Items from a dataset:
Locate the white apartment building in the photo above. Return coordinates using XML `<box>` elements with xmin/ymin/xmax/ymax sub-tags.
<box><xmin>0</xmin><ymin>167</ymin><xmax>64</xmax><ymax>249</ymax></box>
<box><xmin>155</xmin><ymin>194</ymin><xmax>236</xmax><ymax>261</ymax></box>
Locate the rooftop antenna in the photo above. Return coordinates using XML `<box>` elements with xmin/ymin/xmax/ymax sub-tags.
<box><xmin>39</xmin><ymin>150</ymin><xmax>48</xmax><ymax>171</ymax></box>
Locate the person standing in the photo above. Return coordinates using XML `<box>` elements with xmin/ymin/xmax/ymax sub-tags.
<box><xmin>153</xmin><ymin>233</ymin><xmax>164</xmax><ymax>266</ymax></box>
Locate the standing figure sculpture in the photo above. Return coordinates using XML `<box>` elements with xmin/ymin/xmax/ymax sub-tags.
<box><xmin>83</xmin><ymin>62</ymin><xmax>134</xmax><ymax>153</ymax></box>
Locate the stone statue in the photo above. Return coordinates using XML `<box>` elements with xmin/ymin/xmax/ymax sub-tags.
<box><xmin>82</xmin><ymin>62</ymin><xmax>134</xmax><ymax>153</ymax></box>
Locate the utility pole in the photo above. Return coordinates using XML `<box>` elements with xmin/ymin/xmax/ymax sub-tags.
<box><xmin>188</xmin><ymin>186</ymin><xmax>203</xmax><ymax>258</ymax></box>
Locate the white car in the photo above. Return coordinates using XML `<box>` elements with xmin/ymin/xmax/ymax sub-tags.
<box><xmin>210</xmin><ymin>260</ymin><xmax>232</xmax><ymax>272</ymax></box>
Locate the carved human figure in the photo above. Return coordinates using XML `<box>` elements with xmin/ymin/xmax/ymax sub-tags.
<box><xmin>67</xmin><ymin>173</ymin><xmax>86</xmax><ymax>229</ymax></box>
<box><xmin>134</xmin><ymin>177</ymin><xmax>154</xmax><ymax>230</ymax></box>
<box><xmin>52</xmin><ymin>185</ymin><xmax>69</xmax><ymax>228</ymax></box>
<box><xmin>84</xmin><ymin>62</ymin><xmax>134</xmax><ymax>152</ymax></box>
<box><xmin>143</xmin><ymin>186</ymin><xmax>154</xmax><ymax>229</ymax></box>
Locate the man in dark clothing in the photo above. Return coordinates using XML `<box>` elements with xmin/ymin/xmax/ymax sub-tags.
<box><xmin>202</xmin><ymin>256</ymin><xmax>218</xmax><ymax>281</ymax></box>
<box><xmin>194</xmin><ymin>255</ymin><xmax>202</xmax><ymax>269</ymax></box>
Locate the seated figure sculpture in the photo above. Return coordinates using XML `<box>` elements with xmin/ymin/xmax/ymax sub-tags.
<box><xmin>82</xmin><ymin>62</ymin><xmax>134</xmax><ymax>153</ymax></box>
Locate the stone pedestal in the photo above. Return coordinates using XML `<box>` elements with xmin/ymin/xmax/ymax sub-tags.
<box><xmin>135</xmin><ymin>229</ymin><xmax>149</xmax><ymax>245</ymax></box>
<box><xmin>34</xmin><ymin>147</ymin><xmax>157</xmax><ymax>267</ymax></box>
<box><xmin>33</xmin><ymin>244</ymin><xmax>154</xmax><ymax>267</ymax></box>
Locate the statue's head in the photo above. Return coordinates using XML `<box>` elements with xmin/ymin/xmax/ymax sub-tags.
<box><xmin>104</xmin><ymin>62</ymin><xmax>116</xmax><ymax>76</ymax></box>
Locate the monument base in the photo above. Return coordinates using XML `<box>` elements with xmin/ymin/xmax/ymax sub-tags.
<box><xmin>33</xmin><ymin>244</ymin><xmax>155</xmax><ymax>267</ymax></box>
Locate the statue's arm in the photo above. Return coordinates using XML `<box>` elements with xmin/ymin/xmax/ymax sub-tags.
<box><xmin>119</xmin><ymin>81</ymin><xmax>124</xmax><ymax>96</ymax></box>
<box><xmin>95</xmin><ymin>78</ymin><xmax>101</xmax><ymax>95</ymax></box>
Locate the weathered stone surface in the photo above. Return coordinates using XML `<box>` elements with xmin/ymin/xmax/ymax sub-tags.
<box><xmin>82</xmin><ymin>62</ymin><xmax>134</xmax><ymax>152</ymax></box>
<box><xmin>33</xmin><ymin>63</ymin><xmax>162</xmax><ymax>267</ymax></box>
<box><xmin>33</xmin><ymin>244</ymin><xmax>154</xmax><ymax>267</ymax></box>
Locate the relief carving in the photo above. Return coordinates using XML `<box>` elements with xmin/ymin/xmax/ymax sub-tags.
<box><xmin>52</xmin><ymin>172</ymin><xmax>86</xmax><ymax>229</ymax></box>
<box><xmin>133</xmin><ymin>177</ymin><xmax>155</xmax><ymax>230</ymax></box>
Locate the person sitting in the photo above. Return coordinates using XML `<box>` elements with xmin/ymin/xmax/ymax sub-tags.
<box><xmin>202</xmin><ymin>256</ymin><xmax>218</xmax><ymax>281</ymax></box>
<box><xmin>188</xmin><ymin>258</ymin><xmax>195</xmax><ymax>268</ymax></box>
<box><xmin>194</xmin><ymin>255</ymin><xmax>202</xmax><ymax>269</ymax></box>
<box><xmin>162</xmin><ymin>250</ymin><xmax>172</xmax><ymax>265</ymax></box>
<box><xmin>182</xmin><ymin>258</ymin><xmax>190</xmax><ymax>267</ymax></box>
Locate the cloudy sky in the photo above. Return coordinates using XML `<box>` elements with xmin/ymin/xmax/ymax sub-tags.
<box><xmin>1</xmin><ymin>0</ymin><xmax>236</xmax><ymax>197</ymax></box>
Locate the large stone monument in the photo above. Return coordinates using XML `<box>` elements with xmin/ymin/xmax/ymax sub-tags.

Assigned task: What you return must match the data word for word.

Exercise output:
Locate the white apartment building in the photo above. Return coordinates using XML `<box>` elements with xmin/ymin/xmax/ymax sub-tags.
<box><xmin>0</xmin><ymin>167</ymin><xmax>64</xmax><ymax>249</ymax></box>
<box><xmin>155</xmin><ymin>194</ymin><xmax>236</xmax><ymax>261</ymax></box>
Locate the rooftop antenna in the photo above. Return coordinates using XML `<box>` elements with xmin/ymin/xmax/ymax sub-tags.
<box><xmin>39</xmin><ymin>150</ymin><xmax>48</xmax><ymax>171</ymax></box>
Locate the person standing in the photo above. Return coordinates using XML `<box>` elements with xmin/ymin/xmax/ymax sub-tags.
<box><xmin>153</xmin><ymin>233</ymin><xmax>164</xmax><ymax>266</ymax></box>
Locate the standing figure sculpture in the photo above. Return coordinates using XML `<box>` elements with xmin/ymin/xmax/ymax sub-tags.
<box><xmin>83</xmin><ymin>62</ymin><xmax>134</xmax><ymax>153</ymax></box>
Locate the stone statue in the photo above. Return coordinates using XML `<box>` elements with xmin/ymin/xmax/ymax sub-tags.
<box><xmin>82</xmin><ymin>62</ymin><xmax>134</xmax><ymax>153</ymax></box>
Locate the utility pole in the photo above. Return coordinates using XML `<box>` elements with xmin/ymin/xmax/ymax sub-tags.
<box><xmin>188</xmin><ymin>186</ymin><xmax>203</xmax><ymax>258</ymax></box>
Locate the white car in the photo above. Return coordinates using XML `<box>` elements with xmin/ymin/xmax/ymax sub-tags.
<box><xmin>210</xmin><ymin>260</ymin><xmax>232</xmax><ymax>272</ymax></box>
Locate the carved human figure in the photo above. Return coordinates using XML `<box>` elements with xmin/ymin/xmax/ymax sub-tags.
<box><xmin>67</xmin><ymin>173</ymin><xmax>86</xmax><ymax>229</ymax></box>
<box><xmin>134</xmin><ymin>177</ymin><xmax>154</xmax><ymax>230</ymax></box>
<box><xmin>52</xmin><ymin>185</ymin><xmax>69</xmax><ymax>228</ymax></box>
<box><xmin>84</xmin><ymin>62</ymin><xmax>134</xmax><ymax>152</ymax></box>
<box><xmin>143</xmin><ymin>186</ymin><xmax>154</xmax><ymax>229</ymax></box>
Locate the man in dark clothing in the photo above. Return coordinates using XML `<box>` elements with xmin/ymin/xmax/ymax sub-tags.
<box><xmin>202</xmin><ymin>256</ymin><xmax>218</xmax><ymax>281</ymax></box>
<box><xmin>194</xmin><ymin>255</ymin><xmax>202</xmax><ymax>269</ymax></box>
Locate the seated figure sculpture in the photo above. Return coordinates using XML `<box>` elements with xmin/ymin/xmax/ymax sub-tags.
<box><xmin>82</xmin><ymin>62</ymin><xmax>134</xmax><ymax>153</ymax></box>
Locate the stone pedestal in the photo above. Return coordinates using XML `<box>` elements with xmin/ymin/xmax/ymax sub-tags.
<box><xmin>135</xmin><ymin>229</ymin><xmax>149</xmax><ymax>245</ymax></box>
<box><xmin>34</xmin><ymin>147</ymin><xmax>157</xmax><ymax>267</ymax></box>
<box><xmin>33</xmin><ymin>244</ymin><xmax>154</xmax><ymax>267</ymax></box>
Locate the statue's head in the photo above. Return coordinates using XML `<box>` elements with xmin/ymin/xmax/ymax sub-tags.
<box><xmin>104</xmin><ymin>62</ymin><xmax>116</xmax><ymax>76</ymax></box>
Locate the monument base in the photo above. Return coordinates using XML `<box>` elements with xmin/ymin/xmax/ymax sub-tags.
<box><xmin>33</xmin><ymin>244</ymin><xmax>155</xmax><ymax>267</ymax></box>
Locate the statue's arm in the photo above. Return coordinates using XML `<box>` elements with xmin/ymin/xmax/ymax sub-tags.
<box><xmin>119</xmin><ymin>81</ymin><xmax>124</xmax><ymax>96</ymax></box>
<box><xmin>95</xmin><ymin>78</ymin><xmax>101</xmax><ymax>95</ymax></box>
Locate the weathered stone surface in the photo above. Return coordinates using XML `<box>` elements with xmin/ymin/xmax/ymax sub-tags.
<box><xmin>82</xmin><ymin>62</ymin><xmax>134</xmax><ymax>152</ymax></box>
<box><xmin>33</xmin><ymin>63</ymin><xmax>162</xmax><ymax>267</ymax></box>
<box><xmin>33</xmin><ymin>244</ymin><xmax>154</xmax><ymax>267</ymax></box>
Locate the relief carving in the photo above. Return coordinates using XML `<box>` elements with xmin/ymin/xmax/ymax sub-tags.
<box><xmin>52</xmin><ymin>172</ymin><xmax>86</xmax><ymax>229</ymax></box>
<box><xmin>133</xmin><ymin>177</ymin><xmax>155</xmax><ymax>230</ymax></box>
Locate the person sitting in the photo above. Return coordinates using XML `<box>` elements with xmin/ymin/xmax/ymax sub-tags.
<box><xmin>202</xmin><ymin>256</ymin><xmax>218</xmax><ymax>281</ymax></box>
<box><xmin>188</xmin><ymin>258</ymin><xmax>195</xmax><ymax>268</ymax></box>
<box><xmin>194</xmin><ymin>255</ymin><xmax>202</xmax><ymax>269</ymax></box>
<box><xmin>162</xmin><ymin>250</ymin><xmax>172</xmax><ymax>265</ymax></box>
<box><xmin>182</xmin><ymin>258</ymin><xmax>190</xmax><ymax>267</ymax></box>
Locate the cloudy sky in the photo above. Return coordinates using XML `<box>` elements with xmin/ymin/xmax/ymax sub-tags.
<box><xmin>1</xmin><ymin>0</ymin><xmax>236</xmax><ymax>197</ymax></box>
Locate the large stone monument in the photo above. Return coordinates using XML `<box>` elements with xmin/ymin/xmax/ymax sub-tags.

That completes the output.